READING TEXT:
=== Begin Enclosure ===

Some people who break a wrist go on to develop carpal tunnel syndrome. Some of these may have had the makings of carpal tunnel syndrome beforehand, but only become aware of it after the trauma; others have enough scarring and swelling and healing with extra bone to change the carpal canal space and increase pressure on the median and ulnar nerves resulting in abnormal sensation and possibly pain. Nerve conduction study will confirm if these people developed carpal tunnel syndrome. We often talk about the pendulum swinging in the way care is rendered. Trends occur and sometimes they reverse. Over the last decade to decade and a half there has been a trend towards operative reduction and fixation of broken radius fractures using plate-and-screw technique. Some of us still get excellent results when necessary using what is known as an external fixator. Though I use both techniques, they are interchangeable depending on the situation.

There are numerous types of plates for the top and bottom of the wrist, for small and large bone fragments, etc. There are a number of different types of external fixators- a variety of shapes, sizes and weight. There are still a percentage of people who will be quite satisfactorily treated with a cast or splint. The goal is to get the person’s bone to heal as anatomically correct as possible and avoid pain, stiffness, ultimate arthritis or deformity. The healing of a broken bone takes about three weeks to become comfortable, six weeks to become stable and not require external protection, and over three months for complete biologic union. At the time of injury, a person’s bone may be compressed down much like a honeycomb. We try and stretch it out into alignment whether done closed in a cast or operatively with a plate and screws. Depending on the circumstances, it may be advisable to insert some bone taken either from elsewhere in the person’s body or from bone bank from donors that are healthy until they died unexpectedly and gave their parts of their body away to benefit others. This is known as allograft. It is used to support the honeycomb that doesn’t stretch right back like an accordion but rather compact them.

=== End Enclosure ===

INFORMATION:

=== Begin Enclosure ===

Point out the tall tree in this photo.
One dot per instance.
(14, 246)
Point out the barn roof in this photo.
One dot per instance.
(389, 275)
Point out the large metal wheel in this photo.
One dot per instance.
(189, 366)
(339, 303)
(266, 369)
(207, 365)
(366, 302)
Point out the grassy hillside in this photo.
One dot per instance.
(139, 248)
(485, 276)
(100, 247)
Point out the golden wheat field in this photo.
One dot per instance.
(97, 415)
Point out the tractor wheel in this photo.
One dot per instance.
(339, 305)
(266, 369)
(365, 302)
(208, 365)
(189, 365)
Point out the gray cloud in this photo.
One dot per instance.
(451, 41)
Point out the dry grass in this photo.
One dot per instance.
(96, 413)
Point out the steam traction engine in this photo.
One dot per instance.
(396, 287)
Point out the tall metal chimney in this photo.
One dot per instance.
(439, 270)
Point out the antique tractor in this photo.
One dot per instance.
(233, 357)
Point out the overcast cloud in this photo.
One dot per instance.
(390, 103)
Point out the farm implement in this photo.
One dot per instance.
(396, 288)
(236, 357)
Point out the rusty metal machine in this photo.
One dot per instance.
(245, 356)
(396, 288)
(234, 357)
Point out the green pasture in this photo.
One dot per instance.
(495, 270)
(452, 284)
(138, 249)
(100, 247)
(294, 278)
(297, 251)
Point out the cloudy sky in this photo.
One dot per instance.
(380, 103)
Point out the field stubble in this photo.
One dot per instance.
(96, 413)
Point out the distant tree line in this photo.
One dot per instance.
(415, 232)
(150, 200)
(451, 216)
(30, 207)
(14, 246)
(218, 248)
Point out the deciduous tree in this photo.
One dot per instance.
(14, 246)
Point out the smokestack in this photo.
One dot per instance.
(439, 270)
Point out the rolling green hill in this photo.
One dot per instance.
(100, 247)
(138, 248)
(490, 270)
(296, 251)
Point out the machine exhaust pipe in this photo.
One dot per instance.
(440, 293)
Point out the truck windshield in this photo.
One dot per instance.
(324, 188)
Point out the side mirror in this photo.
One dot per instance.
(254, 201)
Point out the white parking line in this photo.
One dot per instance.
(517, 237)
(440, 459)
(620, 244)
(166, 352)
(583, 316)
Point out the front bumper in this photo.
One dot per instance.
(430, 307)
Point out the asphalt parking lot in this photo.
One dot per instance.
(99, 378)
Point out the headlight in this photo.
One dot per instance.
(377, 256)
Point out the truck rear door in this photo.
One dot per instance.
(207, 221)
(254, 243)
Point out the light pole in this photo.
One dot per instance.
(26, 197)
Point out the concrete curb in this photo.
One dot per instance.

=== End Enclosure ===

WHAT YOU ARE ASKED TO DO:
Carry on the text about treating broken wrists, starting after its final sentence. The listing comes from a different source than the text.

ANSWER AREA:
Fractures in Children

If a child breaks his wrist, he typically does so differently than an adult. There is a growth plate at the cartilage-bone junction which is the weakest point. It is here where the child will most often break and we try and restore this close to normal, though it is not absolutely essential as long as the fracture does not actually go through the joint itself. The overwhelming majority are treated nonoperatively by pushing the bone back into place with cast immobilization, sometimes a pin through the skin to hold the bone in place is used in children, and only rarely is open reduction and fixation with a plate and screws or similar ever necessary.

Risks of Surgery

The risk of any surgery always includes infection. The risk is quite small with use of good hygiene, i.e. good sterile technique. The risk gets considerably increased if the person comes in having an open fracture, meaning the bone penetrated through the skin at the time of injury. These need to be washed out to lower the infection risk. Sometimes it is necessary to leave the wound open if it occurred in a very dirty setting and come back days later to close the wound.

Nerve injury can occur in the form of direct median or ulnar nerve bruise at the wrist, when a broken bone or sharp edge points into the nerve. It is extremely unlikely that permanent nerve damage will occur. After trauma with changing the shape of the canal, callus from the healing fracture, may lead to carpal and/or ulnar tunnel syndrome. Failure to heal, known as non-union, can occur in an unhealthy person but it is pretty rare unless she is a smoker. For non-union the surgeon has to consider opening up the fracture site and place some bone graft, then prolonged immobilization with a cast or plate and screws is required.

Mal-union or healing of bone in the improper position, bone shortening, angulation, dorsal or palmar, are recognized risks of radius fractures at the wrists. Our society has become less and less tolerant of deformity, though some people are more concerned about keeping the cost at a minimum then they are about function and appearance. One will occasionally still have a person unwilling to proceed with surgery even when she is going to end up with a definite malunion.